**本文:**
========

早川書房富川様より献本御礼。

[初出 2010.05.22;
 追記 2010.08.12]

これは美味い。そして苦い。この苦みは、この美味さと不可分のものだ。

その苦さゆえ、ほとんどの人は敬遠するのかと思いきや、これが世界一有名な大学で一番人気の講義を元に書かれた本だというのだから、世の中捨てたもんじゃないではないか。

本書「これからの「正義」の話をしよう」は、Harvardで最も人気のある講義"Justice: What's the Right Thing to Do?" を下敷きに書き下ろされた正義本。正義本といっても正義の本ではなく、正義についての本である。邦訳は正義を「」でくくることでそれを区別しているが私としてはくくらずに「これから正義について話そう」、あるいは直訳で「正義:正しい行いってなんだろう?」の方がよかったと思う。

目次
第1章 正しいことをする
第2章 最大幸福原理──功利主義
第3章 私は私のものか?──リバタリアニズム(自由至上主義)
第4 章 雇われ助っ人──市場と倫理
第5章 重要なのは動機──イマヌエル・カント
第6章 平等をめぐる議論――ジョン・ロールズ
第 7章 アファーマティブ・アクションをめぐる論争
第8章 誰が何に値するか?──アリストテレス
第9章 たがいに負うものは何か?――忠誠のジレンマ
第10章 正義と共通善
謝辞
原注

ご存知かもしれないが、著者の講義はあまりに人気があったため、一般公開されてボストンの公共放送局WGBHで放映された。もちろん全エピソードがYouTubeで視聴可能になっている。

========

**提供資料:**
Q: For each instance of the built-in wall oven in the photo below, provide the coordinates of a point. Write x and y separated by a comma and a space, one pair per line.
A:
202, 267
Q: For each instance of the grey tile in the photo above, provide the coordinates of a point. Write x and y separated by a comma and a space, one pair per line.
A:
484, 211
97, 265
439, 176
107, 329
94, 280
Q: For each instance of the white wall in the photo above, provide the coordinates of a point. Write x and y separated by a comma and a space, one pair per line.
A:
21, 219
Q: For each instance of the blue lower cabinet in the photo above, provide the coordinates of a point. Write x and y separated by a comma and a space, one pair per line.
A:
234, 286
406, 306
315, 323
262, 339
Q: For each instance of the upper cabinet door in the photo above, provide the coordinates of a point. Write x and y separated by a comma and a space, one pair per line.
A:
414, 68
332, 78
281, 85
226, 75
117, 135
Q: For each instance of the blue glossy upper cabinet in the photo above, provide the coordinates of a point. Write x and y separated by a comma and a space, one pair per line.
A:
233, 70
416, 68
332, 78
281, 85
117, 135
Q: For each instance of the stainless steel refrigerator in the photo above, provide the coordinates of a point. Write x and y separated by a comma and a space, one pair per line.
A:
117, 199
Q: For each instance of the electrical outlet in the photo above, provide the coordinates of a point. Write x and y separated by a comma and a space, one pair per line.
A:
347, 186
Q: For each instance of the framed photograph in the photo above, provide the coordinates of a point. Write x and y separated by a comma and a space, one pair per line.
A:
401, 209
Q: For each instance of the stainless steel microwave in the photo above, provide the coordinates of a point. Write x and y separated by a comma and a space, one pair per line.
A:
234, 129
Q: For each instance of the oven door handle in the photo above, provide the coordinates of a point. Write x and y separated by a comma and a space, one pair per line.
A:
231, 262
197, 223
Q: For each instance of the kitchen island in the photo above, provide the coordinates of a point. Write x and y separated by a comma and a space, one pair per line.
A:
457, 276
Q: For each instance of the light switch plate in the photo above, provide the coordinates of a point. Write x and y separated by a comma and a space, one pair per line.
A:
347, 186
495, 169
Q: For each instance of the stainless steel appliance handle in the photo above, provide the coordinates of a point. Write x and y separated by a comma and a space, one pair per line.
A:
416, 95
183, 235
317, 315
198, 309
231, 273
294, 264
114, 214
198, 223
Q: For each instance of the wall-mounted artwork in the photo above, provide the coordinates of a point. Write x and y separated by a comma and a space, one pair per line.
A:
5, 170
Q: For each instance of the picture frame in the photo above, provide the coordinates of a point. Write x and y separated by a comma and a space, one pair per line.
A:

========

**やること:**
本文のうち、「その苦さゆえ、ほとんどの人は」で始まり「第3章 私は私のものか?──リバタリアニズム(自由至上主義)」までの部分を一字一句違えずに書き写す。

**解答:**
その苦さゆえ、ほとんどの人は敬遠するのかと思いきや、これが世界一有名な大学で一番人気の講義を元に書かれた本だというのだから、世の中捨てたもんじゃないではないか。

本書「これからの「正義」の話をしよう」は、Harvardで最も人気のある講義"Justice: What's the Right Thing to Do?" を下敷きに書き下ろされた正義本。正義本といっても正義の本ではなく、正義についての本である。邦訳は正義を「」でくくることでそれを区別しているが私としてはくくらずに「これから正義について話そう」、あるいは直訳で「正義:正しい行いってなんだろう?」の方がよかったと思う。

目次
第1章 正しいことをする
第2章 最大幸福原理──功利主義
第3章 私は私のものか?──リバタリアニズム(自由至上主義)